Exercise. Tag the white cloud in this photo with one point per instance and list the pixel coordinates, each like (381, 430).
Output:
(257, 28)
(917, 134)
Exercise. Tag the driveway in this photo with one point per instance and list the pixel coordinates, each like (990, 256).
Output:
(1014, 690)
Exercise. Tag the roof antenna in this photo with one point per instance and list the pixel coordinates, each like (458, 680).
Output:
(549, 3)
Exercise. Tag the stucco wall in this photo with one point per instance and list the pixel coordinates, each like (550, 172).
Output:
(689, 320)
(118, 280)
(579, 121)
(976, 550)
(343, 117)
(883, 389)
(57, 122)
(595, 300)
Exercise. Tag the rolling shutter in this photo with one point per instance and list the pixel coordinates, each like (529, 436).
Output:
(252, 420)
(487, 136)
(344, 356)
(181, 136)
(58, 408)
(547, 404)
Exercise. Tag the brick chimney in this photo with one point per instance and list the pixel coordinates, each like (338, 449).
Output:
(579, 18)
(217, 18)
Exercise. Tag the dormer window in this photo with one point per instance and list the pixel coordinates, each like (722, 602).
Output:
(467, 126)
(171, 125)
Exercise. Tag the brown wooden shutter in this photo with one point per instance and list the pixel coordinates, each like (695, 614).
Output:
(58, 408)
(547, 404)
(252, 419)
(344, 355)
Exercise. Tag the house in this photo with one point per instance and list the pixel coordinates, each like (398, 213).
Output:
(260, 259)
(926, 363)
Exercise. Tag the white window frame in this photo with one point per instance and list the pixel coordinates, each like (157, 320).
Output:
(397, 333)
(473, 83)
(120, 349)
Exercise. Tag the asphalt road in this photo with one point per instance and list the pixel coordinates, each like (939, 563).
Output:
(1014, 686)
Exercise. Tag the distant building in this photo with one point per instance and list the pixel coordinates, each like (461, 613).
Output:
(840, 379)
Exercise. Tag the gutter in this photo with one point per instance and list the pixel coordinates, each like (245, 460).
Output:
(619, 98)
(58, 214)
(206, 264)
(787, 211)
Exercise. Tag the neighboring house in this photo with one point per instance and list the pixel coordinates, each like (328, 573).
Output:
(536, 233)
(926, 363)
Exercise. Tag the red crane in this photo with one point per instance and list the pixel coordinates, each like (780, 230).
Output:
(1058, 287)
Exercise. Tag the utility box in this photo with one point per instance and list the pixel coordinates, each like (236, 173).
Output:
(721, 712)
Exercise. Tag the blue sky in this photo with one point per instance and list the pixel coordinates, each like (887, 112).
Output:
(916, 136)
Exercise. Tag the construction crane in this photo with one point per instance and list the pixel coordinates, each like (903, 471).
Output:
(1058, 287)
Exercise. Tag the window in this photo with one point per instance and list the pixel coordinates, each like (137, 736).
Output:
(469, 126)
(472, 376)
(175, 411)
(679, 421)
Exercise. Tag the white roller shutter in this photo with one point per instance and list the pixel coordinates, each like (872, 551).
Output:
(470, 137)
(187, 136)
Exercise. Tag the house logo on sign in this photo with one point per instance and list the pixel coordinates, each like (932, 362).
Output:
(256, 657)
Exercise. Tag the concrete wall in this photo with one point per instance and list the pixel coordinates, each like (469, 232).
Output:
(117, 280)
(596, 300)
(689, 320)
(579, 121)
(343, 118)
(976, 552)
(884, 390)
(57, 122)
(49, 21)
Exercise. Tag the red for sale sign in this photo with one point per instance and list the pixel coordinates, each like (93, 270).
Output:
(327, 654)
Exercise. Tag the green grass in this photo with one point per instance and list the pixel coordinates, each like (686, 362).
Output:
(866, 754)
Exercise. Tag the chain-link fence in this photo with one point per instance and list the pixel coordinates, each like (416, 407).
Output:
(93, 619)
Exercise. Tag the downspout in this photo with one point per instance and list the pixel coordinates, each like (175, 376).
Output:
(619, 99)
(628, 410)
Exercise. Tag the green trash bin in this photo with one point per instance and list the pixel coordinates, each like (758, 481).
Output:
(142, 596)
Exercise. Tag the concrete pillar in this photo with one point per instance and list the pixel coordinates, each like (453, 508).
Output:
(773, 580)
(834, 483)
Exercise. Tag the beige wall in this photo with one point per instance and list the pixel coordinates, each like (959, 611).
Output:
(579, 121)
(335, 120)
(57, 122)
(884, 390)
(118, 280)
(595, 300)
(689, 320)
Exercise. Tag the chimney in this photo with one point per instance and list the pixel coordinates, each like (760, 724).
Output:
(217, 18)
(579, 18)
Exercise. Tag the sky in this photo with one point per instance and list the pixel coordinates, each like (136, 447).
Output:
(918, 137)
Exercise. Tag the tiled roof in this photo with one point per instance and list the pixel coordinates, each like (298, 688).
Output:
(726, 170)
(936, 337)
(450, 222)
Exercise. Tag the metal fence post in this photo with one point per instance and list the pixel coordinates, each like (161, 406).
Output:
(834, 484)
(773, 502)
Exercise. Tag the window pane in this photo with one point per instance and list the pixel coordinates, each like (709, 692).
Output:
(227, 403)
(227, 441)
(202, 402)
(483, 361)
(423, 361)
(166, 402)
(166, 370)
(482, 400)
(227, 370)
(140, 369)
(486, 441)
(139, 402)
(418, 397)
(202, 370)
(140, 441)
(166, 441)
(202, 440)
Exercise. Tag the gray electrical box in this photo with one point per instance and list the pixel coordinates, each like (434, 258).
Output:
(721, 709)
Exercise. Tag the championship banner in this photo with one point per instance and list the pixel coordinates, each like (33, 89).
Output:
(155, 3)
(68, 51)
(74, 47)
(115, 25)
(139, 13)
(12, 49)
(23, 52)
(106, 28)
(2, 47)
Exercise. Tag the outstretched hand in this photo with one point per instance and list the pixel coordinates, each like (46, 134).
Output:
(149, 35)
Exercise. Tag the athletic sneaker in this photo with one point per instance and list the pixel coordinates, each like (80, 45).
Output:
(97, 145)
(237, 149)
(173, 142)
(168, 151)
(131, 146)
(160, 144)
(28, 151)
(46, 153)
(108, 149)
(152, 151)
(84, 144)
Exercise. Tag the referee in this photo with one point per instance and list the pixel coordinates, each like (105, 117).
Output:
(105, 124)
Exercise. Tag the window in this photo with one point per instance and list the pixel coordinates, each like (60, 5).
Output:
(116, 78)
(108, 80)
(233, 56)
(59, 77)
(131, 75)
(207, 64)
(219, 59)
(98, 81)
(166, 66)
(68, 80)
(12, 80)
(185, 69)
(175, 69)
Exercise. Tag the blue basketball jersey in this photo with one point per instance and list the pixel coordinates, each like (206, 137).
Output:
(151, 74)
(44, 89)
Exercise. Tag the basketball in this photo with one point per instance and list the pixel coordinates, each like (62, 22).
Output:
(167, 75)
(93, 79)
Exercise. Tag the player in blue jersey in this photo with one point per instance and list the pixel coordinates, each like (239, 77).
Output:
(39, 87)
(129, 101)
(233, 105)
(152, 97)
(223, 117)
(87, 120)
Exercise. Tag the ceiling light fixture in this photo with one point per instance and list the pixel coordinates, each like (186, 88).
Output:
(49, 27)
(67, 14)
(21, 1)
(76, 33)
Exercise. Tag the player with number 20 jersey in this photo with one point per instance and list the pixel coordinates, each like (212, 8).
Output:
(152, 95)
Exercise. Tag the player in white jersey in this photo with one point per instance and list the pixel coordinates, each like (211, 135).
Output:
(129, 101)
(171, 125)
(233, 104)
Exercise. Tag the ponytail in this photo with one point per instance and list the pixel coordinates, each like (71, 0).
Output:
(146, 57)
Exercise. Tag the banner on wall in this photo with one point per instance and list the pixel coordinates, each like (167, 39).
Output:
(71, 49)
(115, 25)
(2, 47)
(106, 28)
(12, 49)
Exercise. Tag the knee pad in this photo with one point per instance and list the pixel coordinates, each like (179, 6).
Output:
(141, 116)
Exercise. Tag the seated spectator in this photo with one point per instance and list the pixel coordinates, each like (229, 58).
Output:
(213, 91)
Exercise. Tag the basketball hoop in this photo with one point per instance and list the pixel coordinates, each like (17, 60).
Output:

----------

Above are the lines; repeat exactly the ones from the line containing "Exercise. Tag the chimney" down to the line containing "Exercise. Tag the tiled", both inclusive.

* **EXPECTED ANSWER**
Exercise. Tag the chimney in this photo with one point per instance and list the pixel coordinates, each like (760, 724).
Output:
(217, 18)
(579, 18)
Exercise. Tag the sky in this photo with one point per instance and list the pixel coordinates, each like (136, 447).
Output:
(918, 137)
Exercise. Tag the tiled roof in this photo with one point per instance and list the pixel coordinates, each like (298, 688).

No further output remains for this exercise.